YOUR OBJECTIVE -> Without the images, print all the entries below exactly as given.

EXERCISE DATA ->
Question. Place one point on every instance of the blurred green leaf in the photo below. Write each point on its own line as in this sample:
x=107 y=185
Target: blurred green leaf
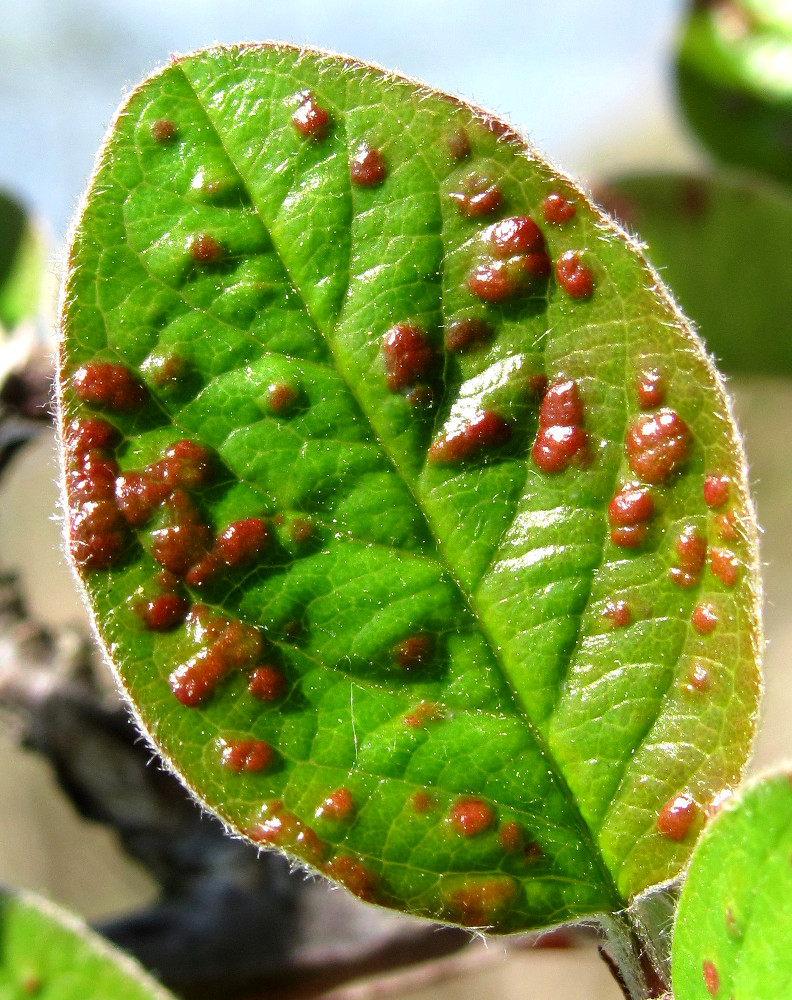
x=723 y=245
x=734 y=921
x=22 y=256
x=734 y=74
x=51 y=955
x=395 y=636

RESPONSE BELOW ->
Question. Place one point on every instance of the blurred green leaf in the photo below. Write each point on its own line as in this sample:
x=107 y=185
Target: blurred green leaf
x=723 y=245
x=734 y=921
x=22 y=256
x=734 y=74
x=51 y=955
x=395 y=636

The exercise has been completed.